■ **EXERCISE DIRECTIONS**: Retype the complete listing exactly as it appears.
begin SUPPLIED ENTRIES
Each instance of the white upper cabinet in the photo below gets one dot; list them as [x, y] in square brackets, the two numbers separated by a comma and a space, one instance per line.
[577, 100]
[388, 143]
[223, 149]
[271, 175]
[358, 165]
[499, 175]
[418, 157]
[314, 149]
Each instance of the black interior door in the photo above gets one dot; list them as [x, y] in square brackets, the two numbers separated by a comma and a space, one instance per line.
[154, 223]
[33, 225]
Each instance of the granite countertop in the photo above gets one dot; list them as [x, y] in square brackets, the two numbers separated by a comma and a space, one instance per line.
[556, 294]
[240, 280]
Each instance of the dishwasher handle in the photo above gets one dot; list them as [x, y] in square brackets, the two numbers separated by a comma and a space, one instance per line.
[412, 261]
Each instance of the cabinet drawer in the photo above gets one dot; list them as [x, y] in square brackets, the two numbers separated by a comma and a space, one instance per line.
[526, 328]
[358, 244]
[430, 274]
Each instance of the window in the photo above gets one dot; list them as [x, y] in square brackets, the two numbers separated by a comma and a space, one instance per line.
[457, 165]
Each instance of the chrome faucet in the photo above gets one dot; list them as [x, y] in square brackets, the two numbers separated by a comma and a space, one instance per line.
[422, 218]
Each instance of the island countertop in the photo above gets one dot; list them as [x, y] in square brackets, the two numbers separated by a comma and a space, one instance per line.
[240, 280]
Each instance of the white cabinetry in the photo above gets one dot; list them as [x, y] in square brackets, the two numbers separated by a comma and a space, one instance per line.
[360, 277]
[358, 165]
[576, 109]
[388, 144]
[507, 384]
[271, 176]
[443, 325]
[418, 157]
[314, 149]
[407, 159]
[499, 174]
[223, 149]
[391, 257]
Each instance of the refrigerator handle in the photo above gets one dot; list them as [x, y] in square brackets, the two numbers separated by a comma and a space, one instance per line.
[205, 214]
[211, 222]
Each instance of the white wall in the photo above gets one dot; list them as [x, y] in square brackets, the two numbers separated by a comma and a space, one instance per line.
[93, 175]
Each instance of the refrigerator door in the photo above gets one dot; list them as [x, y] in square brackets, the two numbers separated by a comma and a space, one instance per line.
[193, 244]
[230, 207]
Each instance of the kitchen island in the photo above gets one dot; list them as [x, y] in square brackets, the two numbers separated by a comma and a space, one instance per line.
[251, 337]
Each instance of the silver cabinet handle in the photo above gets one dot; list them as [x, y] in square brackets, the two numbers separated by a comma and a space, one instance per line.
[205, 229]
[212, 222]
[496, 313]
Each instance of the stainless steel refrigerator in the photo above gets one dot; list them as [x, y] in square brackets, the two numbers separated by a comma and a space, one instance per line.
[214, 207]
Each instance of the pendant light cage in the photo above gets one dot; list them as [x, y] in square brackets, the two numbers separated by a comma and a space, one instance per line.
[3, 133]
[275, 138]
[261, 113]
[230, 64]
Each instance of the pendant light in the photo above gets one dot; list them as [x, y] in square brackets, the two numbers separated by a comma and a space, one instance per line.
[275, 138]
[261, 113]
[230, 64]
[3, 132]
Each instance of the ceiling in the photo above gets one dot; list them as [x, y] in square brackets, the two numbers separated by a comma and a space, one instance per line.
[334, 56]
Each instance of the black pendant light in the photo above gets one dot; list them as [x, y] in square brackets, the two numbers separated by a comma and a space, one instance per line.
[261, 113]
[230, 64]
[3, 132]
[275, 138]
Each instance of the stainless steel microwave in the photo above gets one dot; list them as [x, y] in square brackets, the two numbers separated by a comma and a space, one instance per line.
end SUPPLIED ENTRIES
■ **COMPLETED TASK**:
Each instance of the white upper cabinet in the photo below gets one dot; list them as [x, y] in square brackets, the two numbers separated by a comma and a space, one instance per line.
[577, 100]
[388, 143]
[223, 149]
[271, 175]
[358, 165]
[499, 175]
[418, 157]
[314, 149]
Each instance of the black interior door in the photo above gets one dot; list them as [x, y] in square brackets, the two numbers separated by a comma and a space, one instance per line.
[154, 223]
[33, 225]
Each instance of the granite countertop in the photo above gets one dot; list them as [x, y] in square brackets, the two numbers separated by a comma and a space, one instance per line.
[556, 294]
[240, 280]
Each instance of the dishwasher handle in the photo above gets one dot; list them as [x, y] in square brackets, the two numbers separated by a comma and a space, one instance per line.
[412, 261]
Each instance of the cabinet drawer in the photo above gets one dot; list them as [x, y] in square brackets, the two numbers separated by a comma and a space, one instance per line.
[526, 328]
[358, 244]
[430, 274]
Each instance of the window in the photo above gets one dot; list them as [x, y] in square brackets, the two numbers separated by a comma and a space, one instance per line.
[457, 165]
Each instance of the chrome faucet in the photo above gets one dot; list them as [x, y] in square brackets, the two numbers separated by a comma and a space, one instance per line.
[422, 218]
Each instance of the island countertop in the photo above gets one dot; list them as [x, y] in square brackets, the two numbers separated by a comma and a space, one instance per line.
[240, 280]
Each instance of the white cabinetry in the photo above gets one dot; list them as [x, y] in square brackets, the two numbers separated by a comma and a space, one instance per line.
[360, 277]
[358, 165]
[576, 109]
[388, 144]
[507, 384]
[271, 176]
[443, 325]
[418, 157]
[314, 149]
[407, 159]
[499, 174]
[223, 149]
[391, 257]
Each instance of the refrigerator handle in the photo above gets one dot; list them as [x, y] in square brackets, the two numbers separated by a comma and a space, one instance per line.
[205, 214]
[211, 222]
Each instance of the white wall in the photo above gets one dot; list them as [x, y] in square brackets, the two numbers separated by a comma and a space, one instance per line.
[93, 175]
Each instance of the refrigerator door in the photo above gets one dot; list them as [x, y] in square brackets, the two numbers separated by a comma and a space, one instance per line.
[193, 244]
[230, 207]
Each instance of the kitchen island in the photo above gets one dot; list them as [x, y] in square brackets, the two numbers separated by a comma and a space, one instance per line.
[251, 337]
Each instance of the silver cabinet handle in the photo above gets one dot; list them as [x, y] in square brackets, the two numbers separated by a comma and a space, one instance per line.
[205, 229]
[212, 222]
[496, 313]
Each instance of the stainless steel refrigerator in the photo above gets one dot; list them as [x, y] in square brackets, the two numbers separated by a comma and a space, one instance per line.
[214, 207]
Each instance of the pendant light cage in the photo above gets one dot; list them as [x, y] in square brackets, the two numbers separated by a comma and a space, one instance per line.
[3, 133]
[275, 138]
[261, 113]
[230, 64]
Each instance of the pendant light in the photo above gets one dot; list them as [x, y] in square brackets, the two numbers separated by a comma and a space, one instance per line.
[275, 138]
[261, 113]
[230, 64]
[3, 132]
Each instance of the ceiling in the photo above gets one dot; list them as [x, y] in square brackets, the two numbers separated by a comma and a space, one instance per line.
[334, 56]
Each instance of the black pendant light in the photo above gets one dot; list them as [x, y] in square brackets, the two numbers separated by a comma and a space, one instance per line.
[261, 113]
[230, 64]
[3, 132]
[275, 138]
Each instance of the stainless steel microwave in the photo above gets one dot; list them as [x, y] in square brackets, the two numbers separated by a comma and a space, one instance per line.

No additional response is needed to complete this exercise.